Written instruction
Starting at the line that holds "Target: photographer with camera", set down each line through the end of the listing, exactly as written and with nothing added.

----------

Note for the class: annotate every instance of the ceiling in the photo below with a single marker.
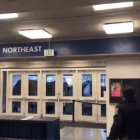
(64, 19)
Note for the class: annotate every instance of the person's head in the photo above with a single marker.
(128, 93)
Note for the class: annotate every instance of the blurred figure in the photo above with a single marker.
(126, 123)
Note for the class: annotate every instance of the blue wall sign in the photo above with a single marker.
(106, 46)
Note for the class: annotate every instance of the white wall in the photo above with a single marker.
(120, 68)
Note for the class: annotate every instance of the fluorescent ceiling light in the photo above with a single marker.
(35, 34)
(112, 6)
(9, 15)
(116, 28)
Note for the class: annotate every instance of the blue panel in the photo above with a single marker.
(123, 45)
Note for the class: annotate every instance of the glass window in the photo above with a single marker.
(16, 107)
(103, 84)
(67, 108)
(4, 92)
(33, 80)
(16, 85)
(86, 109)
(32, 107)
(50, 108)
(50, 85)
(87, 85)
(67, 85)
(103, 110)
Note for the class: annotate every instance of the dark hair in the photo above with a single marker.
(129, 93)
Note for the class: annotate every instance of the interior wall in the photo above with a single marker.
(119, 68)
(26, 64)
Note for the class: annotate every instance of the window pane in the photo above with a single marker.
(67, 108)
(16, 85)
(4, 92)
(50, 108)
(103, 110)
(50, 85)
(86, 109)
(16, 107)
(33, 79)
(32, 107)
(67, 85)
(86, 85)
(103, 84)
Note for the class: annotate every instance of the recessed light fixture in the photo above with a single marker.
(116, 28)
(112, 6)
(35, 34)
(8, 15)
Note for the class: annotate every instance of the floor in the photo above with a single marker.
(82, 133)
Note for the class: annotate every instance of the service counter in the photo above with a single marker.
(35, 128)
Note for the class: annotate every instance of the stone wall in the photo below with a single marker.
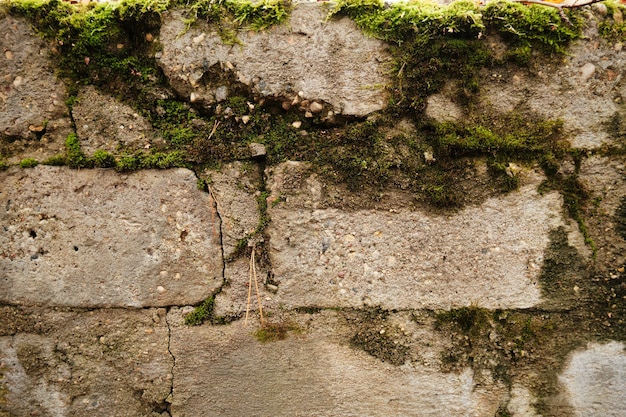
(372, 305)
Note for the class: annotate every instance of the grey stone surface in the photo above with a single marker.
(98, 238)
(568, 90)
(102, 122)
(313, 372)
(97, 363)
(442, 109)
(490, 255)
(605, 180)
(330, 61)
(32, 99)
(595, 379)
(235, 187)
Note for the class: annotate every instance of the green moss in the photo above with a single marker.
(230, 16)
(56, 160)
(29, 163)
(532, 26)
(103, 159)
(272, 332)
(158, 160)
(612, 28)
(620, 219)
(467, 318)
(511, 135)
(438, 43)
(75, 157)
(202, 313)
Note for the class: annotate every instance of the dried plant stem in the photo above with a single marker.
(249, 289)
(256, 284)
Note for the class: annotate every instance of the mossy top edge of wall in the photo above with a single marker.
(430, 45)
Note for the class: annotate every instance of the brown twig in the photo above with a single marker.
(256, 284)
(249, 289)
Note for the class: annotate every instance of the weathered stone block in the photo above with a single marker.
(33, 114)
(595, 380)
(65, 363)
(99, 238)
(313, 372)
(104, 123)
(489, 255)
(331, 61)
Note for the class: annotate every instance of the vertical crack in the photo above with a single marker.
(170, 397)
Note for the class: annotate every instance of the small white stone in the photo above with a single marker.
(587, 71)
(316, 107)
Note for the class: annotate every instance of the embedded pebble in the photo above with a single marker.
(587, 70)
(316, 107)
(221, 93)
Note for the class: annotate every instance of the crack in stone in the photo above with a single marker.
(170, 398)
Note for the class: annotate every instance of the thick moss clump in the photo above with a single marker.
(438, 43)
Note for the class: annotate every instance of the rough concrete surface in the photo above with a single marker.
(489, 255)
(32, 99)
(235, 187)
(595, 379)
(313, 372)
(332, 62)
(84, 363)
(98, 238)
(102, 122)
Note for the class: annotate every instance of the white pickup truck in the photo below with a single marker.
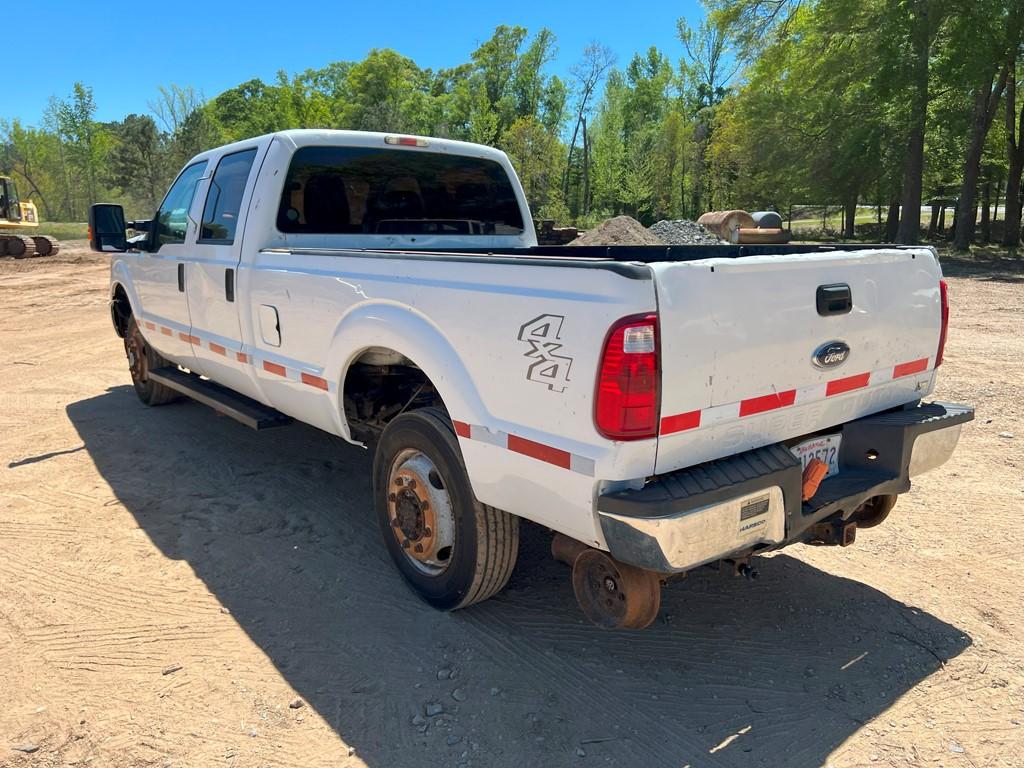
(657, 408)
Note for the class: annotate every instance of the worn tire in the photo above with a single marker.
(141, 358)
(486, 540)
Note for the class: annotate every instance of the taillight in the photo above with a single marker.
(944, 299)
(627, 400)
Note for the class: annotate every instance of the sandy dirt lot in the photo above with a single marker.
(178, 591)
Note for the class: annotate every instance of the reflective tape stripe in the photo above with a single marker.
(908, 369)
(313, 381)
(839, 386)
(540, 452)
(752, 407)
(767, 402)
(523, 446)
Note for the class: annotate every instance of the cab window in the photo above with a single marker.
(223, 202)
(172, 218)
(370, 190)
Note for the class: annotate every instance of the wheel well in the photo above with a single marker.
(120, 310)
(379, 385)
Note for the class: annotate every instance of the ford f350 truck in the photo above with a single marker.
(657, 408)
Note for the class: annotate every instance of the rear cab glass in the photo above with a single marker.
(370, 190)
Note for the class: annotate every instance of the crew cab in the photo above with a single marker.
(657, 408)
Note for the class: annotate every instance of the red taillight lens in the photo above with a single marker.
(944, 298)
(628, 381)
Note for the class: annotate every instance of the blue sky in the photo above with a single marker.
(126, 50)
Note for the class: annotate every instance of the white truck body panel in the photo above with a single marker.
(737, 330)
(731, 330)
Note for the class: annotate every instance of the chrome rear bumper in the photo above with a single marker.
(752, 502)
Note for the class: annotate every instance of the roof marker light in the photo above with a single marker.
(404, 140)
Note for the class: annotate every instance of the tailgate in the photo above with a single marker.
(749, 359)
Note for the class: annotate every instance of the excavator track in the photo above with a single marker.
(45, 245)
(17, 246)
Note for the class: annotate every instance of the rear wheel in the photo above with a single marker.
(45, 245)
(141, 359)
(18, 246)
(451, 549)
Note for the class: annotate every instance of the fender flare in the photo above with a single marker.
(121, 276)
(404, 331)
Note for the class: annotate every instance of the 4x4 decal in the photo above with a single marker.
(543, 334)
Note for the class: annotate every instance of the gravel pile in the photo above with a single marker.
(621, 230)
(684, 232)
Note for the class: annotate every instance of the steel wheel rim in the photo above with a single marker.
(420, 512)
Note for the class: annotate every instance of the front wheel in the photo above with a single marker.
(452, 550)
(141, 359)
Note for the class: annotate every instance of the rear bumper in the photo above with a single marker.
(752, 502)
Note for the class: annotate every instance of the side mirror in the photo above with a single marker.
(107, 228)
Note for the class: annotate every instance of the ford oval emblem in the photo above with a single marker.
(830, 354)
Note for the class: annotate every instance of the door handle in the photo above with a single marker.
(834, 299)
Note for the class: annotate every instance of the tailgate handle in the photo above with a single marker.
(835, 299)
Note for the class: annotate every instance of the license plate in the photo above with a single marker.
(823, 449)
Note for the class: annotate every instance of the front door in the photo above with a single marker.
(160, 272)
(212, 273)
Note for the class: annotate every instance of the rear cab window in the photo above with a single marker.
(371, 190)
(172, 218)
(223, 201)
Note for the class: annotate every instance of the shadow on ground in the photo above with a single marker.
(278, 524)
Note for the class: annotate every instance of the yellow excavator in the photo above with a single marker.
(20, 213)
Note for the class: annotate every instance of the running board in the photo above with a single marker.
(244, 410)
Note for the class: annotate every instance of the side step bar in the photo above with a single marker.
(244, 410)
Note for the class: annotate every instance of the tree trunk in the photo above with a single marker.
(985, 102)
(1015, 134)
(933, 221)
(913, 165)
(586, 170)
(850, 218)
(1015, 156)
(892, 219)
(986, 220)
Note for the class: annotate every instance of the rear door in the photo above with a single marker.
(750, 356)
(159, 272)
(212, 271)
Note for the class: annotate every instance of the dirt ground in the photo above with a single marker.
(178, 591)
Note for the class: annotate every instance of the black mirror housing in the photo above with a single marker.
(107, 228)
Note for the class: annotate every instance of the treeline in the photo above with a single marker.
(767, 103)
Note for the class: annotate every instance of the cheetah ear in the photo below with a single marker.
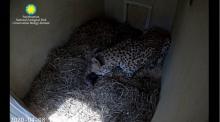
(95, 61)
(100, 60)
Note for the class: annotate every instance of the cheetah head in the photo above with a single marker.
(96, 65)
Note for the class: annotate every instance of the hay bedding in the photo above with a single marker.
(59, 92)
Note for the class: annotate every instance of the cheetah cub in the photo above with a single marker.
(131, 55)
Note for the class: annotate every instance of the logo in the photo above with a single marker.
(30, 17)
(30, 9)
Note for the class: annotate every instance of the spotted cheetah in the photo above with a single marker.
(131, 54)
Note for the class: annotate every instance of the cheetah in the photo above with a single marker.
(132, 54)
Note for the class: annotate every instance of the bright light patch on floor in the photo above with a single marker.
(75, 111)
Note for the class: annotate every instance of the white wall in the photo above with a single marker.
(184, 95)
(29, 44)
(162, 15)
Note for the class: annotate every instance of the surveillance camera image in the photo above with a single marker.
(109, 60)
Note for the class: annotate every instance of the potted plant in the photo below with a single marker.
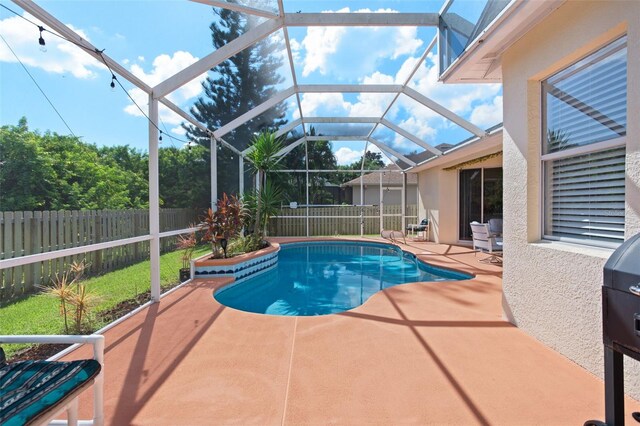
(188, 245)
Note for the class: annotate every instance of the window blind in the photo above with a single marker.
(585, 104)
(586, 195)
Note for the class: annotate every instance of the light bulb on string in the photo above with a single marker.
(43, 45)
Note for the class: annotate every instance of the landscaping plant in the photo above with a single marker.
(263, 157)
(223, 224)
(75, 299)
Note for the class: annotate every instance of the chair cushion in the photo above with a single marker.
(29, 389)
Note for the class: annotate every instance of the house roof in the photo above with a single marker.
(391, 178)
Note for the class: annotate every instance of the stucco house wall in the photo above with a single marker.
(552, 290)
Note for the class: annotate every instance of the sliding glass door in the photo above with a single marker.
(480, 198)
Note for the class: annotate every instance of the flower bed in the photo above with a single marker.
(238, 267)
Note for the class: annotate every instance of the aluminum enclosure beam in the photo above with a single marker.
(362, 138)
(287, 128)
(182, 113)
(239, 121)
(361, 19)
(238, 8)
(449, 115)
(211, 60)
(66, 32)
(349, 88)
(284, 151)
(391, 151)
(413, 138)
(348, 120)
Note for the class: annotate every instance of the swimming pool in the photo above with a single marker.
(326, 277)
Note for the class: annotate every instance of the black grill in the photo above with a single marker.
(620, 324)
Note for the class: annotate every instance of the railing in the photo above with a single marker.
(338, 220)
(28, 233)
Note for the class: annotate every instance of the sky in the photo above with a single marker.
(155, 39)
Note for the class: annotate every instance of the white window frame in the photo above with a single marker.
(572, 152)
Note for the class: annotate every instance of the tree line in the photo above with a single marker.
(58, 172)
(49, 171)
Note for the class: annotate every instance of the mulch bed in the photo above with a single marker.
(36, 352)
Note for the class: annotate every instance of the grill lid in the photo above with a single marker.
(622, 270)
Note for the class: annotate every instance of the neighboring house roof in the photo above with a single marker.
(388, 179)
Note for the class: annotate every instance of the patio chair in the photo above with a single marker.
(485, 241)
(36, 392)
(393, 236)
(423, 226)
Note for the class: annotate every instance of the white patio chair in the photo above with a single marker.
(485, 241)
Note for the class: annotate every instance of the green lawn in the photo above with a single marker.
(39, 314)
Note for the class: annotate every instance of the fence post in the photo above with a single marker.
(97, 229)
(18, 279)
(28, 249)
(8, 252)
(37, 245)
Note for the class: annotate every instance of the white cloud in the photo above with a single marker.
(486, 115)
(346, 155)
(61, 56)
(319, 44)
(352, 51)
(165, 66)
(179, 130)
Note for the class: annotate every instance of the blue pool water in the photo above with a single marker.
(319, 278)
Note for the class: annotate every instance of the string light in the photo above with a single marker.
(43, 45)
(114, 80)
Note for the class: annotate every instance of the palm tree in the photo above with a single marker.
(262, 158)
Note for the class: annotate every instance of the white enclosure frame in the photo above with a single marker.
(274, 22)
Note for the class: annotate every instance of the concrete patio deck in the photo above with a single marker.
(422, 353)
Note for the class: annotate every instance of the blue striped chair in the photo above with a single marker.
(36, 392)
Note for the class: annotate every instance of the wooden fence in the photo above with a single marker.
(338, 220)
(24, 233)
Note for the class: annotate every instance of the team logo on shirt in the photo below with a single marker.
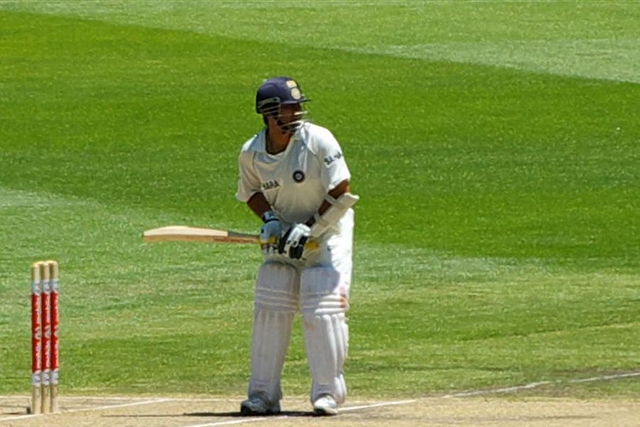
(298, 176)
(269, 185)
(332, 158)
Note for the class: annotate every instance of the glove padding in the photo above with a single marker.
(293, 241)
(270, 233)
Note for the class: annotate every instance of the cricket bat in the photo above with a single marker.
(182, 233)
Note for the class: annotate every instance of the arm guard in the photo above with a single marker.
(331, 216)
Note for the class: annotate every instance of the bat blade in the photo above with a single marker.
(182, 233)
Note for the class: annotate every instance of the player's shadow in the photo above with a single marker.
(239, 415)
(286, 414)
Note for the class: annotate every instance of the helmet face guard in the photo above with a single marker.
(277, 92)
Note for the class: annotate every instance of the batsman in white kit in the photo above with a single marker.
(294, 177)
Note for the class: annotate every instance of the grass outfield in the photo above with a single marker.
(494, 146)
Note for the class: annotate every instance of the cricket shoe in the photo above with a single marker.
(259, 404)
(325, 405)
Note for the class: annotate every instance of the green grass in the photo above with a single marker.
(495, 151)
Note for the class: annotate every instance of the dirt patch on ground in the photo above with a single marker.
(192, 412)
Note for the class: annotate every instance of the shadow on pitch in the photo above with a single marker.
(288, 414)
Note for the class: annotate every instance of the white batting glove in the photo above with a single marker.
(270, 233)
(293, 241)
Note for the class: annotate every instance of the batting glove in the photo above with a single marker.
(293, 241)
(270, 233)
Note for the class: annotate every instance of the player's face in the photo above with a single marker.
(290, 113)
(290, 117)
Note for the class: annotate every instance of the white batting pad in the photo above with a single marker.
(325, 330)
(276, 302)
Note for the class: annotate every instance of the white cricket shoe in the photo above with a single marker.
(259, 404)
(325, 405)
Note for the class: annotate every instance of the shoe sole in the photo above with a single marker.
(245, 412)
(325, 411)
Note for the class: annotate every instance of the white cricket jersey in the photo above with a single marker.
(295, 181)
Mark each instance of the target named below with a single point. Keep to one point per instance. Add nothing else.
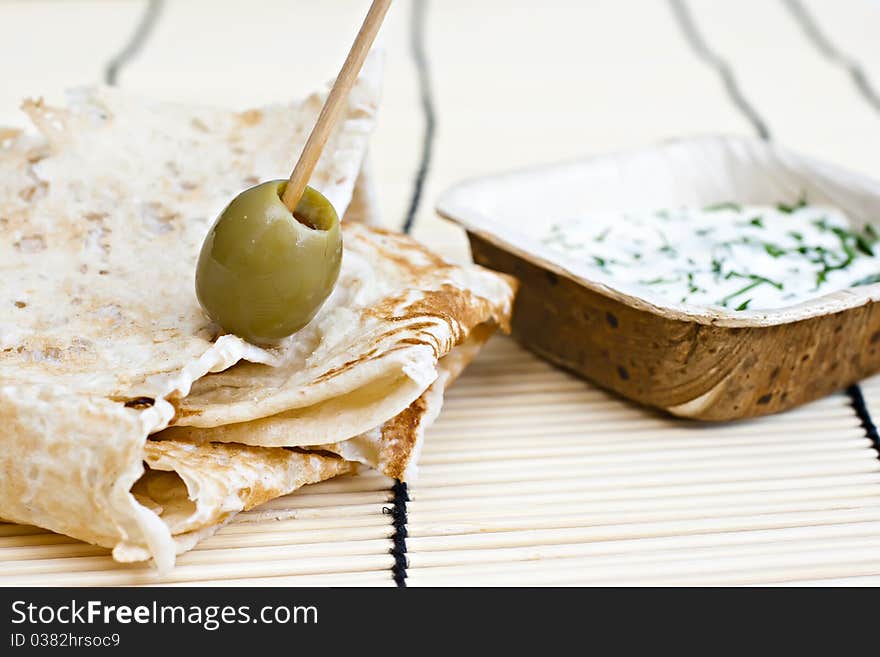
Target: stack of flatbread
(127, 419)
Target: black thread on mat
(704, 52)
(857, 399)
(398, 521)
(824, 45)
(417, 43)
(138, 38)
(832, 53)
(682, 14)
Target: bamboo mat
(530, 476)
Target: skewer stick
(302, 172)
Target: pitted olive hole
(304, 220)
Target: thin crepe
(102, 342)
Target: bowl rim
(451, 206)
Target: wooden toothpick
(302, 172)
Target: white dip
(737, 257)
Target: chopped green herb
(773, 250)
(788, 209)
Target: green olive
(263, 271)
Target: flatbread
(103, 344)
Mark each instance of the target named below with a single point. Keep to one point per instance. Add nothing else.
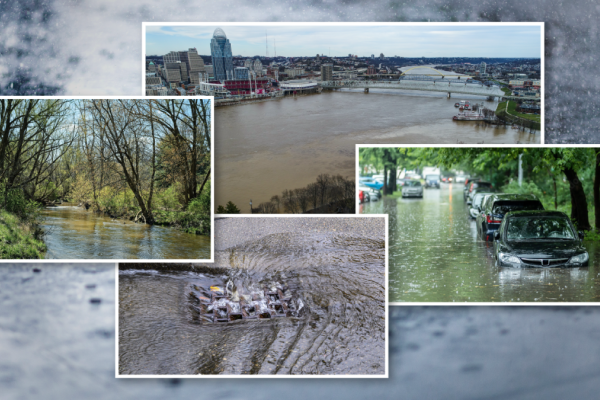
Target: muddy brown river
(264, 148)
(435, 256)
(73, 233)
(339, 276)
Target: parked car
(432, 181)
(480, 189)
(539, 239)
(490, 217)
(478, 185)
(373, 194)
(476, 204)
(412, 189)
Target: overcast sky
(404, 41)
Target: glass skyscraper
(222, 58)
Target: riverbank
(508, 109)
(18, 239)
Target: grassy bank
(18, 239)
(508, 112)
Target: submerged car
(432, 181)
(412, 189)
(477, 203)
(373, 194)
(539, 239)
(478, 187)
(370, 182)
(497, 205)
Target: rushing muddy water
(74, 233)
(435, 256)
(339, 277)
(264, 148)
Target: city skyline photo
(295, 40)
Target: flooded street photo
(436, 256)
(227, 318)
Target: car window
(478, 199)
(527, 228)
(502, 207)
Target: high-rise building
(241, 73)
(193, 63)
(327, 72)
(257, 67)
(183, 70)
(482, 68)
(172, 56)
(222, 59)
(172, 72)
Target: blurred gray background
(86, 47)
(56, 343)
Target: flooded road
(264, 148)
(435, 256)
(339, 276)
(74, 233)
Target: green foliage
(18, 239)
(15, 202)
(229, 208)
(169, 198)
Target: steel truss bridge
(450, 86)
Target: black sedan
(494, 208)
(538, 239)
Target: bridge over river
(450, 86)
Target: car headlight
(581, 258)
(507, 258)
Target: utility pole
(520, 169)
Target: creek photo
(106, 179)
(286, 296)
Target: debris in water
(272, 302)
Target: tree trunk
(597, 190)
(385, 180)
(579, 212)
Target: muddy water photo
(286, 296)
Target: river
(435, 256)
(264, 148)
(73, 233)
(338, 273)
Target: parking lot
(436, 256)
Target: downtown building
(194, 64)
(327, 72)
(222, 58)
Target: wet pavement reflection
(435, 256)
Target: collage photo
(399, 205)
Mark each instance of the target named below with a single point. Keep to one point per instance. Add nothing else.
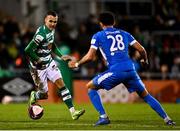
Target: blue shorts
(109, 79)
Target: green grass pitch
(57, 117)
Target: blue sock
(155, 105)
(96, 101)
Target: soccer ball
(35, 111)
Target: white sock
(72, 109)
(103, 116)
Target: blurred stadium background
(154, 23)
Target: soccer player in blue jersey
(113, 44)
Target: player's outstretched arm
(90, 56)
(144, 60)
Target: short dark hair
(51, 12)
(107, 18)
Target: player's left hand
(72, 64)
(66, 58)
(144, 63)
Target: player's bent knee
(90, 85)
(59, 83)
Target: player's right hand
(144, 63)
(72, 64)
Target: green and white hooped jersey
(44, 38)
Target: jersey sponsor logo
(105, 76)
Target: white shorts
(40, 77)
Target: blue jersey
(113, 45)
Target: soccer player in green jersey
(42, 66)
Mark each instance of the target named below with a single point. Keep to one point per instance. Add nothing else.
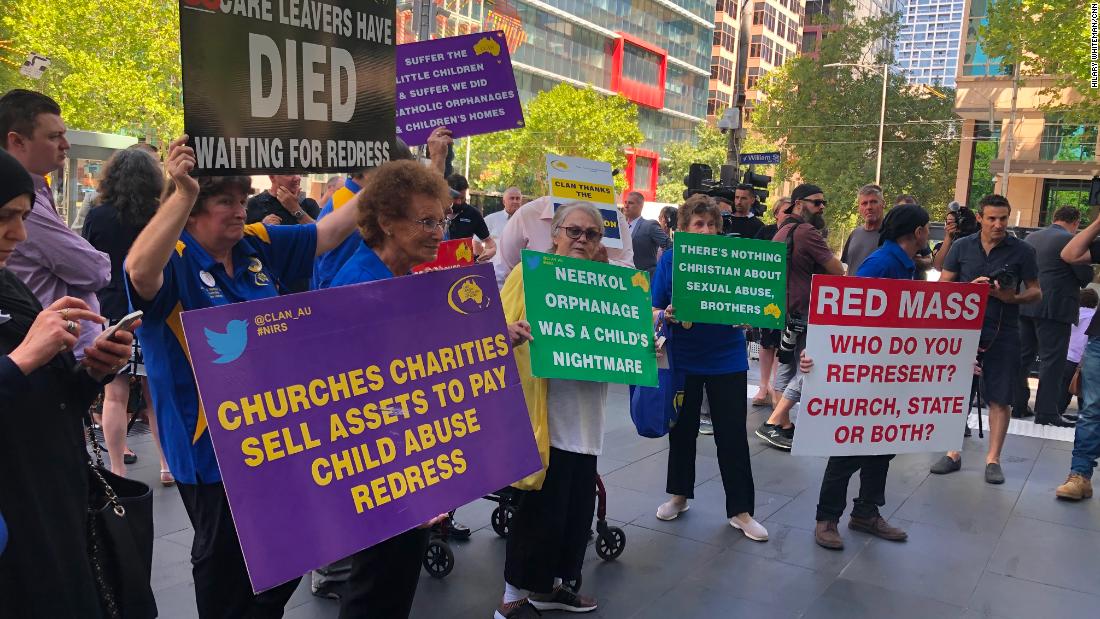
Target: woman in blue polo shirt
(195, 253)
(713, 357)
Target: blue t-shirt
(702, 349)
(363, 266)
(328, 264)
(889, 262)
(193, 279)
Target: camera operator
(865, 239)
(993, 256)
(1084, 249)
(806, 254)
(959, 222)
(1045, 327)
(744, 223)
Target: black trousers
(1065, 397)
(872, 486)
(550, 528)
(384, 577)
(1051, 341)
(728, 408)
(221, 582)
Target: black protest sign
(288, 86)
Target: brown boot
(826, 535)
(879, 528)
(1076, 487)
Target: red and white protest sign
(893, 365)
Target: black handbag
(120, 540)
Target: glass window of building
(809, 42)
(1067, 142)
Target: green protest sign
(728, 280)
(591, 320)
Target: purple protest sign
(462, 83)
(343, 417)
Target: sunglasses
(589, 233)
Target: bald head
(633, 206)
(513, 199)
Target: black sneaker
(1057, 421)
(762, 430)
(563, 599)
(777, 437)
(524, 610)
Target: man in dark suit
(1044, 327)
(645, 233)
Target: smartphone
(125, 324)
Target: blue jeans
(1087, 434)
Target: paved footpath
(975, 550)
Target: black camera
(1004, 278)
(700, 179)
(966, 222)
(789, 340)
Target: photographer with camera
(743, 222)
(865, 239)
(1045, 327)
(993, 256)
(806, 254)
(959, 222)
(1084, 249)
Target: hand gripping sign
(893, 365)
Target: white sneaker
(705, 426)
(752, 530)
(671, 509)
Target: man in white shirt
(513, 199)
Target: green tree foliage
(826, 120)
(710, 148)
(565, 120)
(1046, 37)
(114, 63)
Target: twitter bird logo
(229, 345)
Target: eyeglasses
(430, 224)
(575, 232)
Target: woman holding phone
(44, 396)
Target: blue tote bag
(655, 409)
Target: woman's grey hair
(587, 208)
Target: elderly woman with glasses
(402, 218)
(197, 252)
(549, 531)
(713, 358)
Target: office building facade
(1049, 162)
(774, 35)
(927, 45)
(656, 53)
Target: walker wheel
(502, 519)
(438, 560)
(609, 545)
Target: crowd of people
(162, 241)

----------

Response for this exercise
Target: photographer with camera
(743, 222)
(865, 239)
(1045, 327)
(993, 256)
(806, 254)
(959, 222)
(1084, 249)
Target: hand gripping sign
(893, 365)
Target: white sneaker
(705, 426)
(752, 530)
(671, 509)
Target: man in white shirt
(513, 199)
Target: green tree foliage
(826, 120)
(710, 148)
(565, 120)
(1046, 37)
(114, 63)
Target: twitter bird logo
(229, 345)
Target: eyeglasses
(430, 224)
(575, 232)
Target: woman holding phone
(44, 396)
Target: blue tote bag
(655, 409)
Target: woman's grey hair
(587, 208)
Target: elderly woman with glasses
(402, 218)
(197, 252)
(549, 531)
(713, 358)
Target: office building facade
(1049, 162)
(774, 35)
(927, 45)
(656, 53)
Target: walker wheel
(502, 519)
(438, 560)
(609, 545)
Target: crowd of people
(162, 241)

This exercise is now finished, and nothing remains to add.